Gstreamer basic real time streaming tutorial

Gstreamer is a tool for manipulating video streams. It is both a software library and that library called from a command line tool. The purposes I have used it for is mainly to stream video in real time over a local area IP network. Doing that I found a lack of basic tutorials on how to do that using the command line.

This tutorial covers the basics of live streaming. To read or write files will not be covered, though the basics of that is easy following the same principles as broadcasting the streams. If you want to see a comparison of the real time capabilities of the streams, that is a post coming soon.

“Real time” in this context is if the streams passed a sort of Turing test. If you cannot distinguish between the original and the copy, it passes. Note that because of the quite short deadline for the images I didn’t add any buffers to my stream, if the image is not within its deadline it should be discarded. The use of a queue element could have smoothed the stream but to the price of higher latency.

This tutorial assumes you are using gstreamer 1.0.

Basics

Gstreamer consists of several command line applications. In this tutorial we focus on two of them: gst-launch-1.0 and gst-inspect-1.0
gst-launch-1.0 launches a new stream pipeline with the properties you set. The main part of the tutorial covers how that is done.
gst-inspect-1.0 provides information on installed gstreamer modules
The gstreamer architecture

Gstreamer is constructed using a pipes and filter architecture. The pipes and filters can be added to each other much like unix pipelines but within the scope of gstreamer. The basic structure of a stream pipeline is that you start with a stream source (camera, screengrab, file etc) and end with a stream sink (screen window, file, network etc)

In gstreamer the pipe command is the exclamation mark – !

The ! connects the filters, but in gstreamer terminology they are called pads. The entire system of pads and filters is called a pipeline.

The most basic stream

This stream launches the video test source and pipes it to the screen. Autovideosink is a useful abstraction. If you don’t have a particular preference for a screen sink it selects the standard one on your system. Use that.

gst-launch-1.0 videotestsrc ! autovideosink

 

Adding caps to the stream

Gstreamer has a filter called capabilities, caps for short. That changes some properties of the stream. What properties can be set depends on the type of stream.
To start manipulating your stream, one of the first things you might want to do is change the properties of the raw stream. The following example changes the resolution to 800 x 600 pixels.

Prompt 1:
Rewrite everything in the listing from the line containing "Coaching analytics dashboard: we need every street" down to the line containing "[523,306,563,538]" as a Markdown table with the columns Row and Line, numbering each line and leaving out blank lines.
The listing that comes next has no connection to the Gstreamer tutorial.

Data extract:
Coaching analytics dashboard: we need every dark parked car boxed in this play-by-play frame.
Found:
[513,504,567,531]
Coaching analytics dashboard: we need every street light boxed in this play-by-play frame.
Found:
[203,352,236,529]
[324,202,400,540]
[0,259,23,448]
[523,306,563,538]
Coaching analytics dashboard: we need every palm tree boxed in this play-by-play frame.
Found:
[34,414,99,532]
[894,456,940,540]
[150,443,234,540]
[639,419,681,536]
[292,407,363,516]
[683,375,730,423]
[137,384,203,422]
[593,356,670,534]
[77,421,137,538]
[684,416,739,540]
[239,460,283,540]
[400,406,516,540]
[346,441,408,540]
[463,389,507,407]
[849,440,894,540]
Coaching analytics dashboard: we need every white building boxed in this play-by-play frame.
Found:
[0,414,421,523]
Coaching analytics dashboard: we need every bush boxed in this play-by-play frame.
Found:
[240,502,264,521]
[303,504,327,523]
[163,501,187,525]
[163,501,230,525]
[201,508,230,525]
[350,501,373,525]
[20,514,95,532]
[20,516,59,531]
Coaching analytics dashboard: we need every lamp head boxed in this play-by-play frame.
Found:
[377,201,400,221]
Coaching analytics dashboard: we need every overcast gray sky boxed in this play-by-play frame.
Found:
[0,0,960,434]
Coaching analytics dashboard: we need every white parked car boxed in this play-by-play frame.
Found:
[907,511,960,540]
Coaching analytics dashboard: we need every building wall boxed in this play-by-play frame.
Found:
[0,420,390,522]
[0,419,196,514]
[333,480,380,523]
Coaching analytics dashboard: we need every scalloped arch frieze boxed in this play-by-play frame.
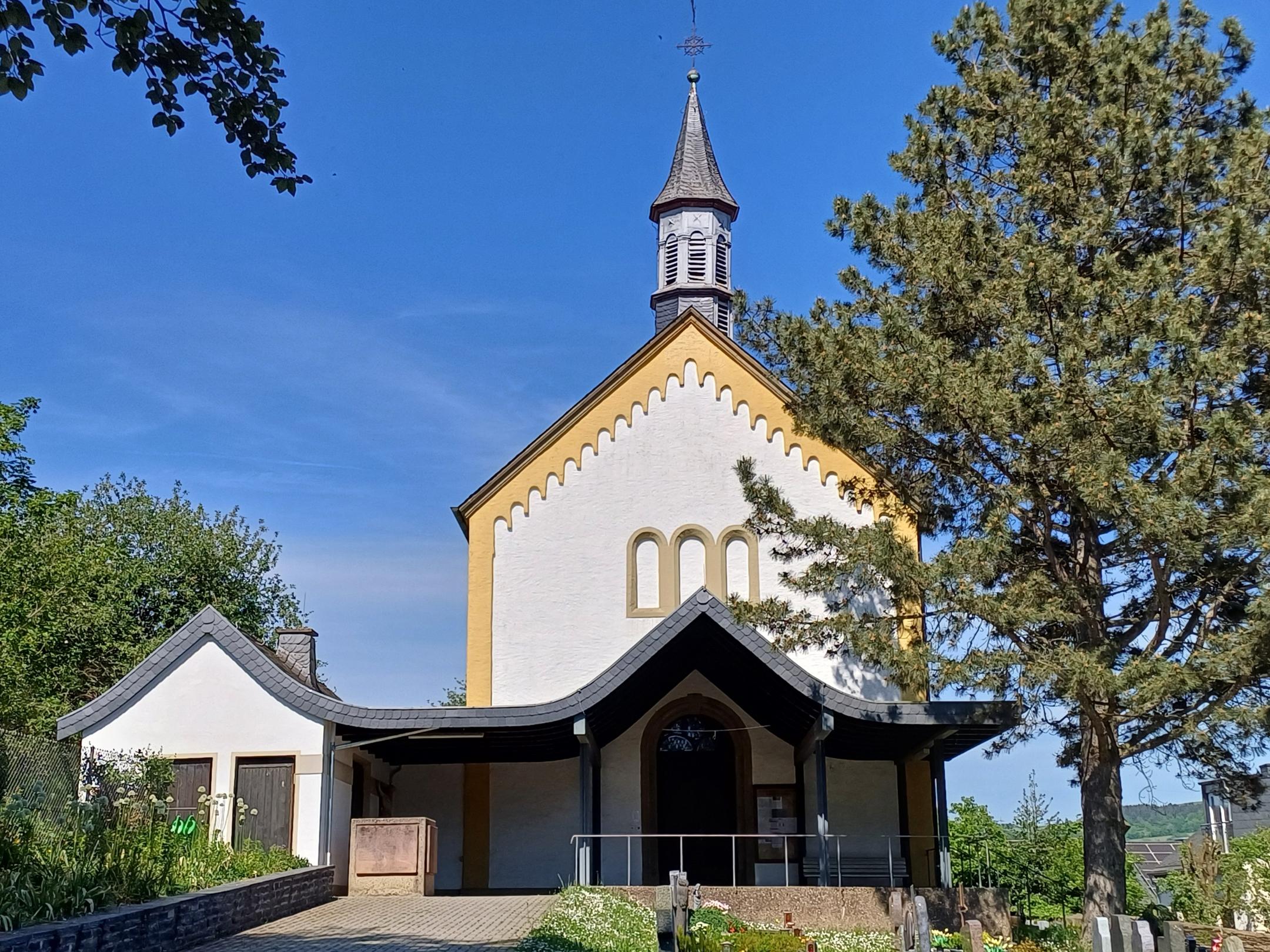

Prompt 2:
List the example stream sinks that the Gstreamer tutorial gives in parentheses.

Output 1:
| Row | Line |
|---|---|
| 1 | Coaching analytics dashboard: we need every street light boxed in this play-by-play frame. |
| 2 | Found: |
| 3 | [203,352,236,529] |
| 4 | [324,202,400,540] |
| 5 | [0,259,23,448] |
| 6 | [523,306,563,538] |

Output 2:
- screen window
- file
- network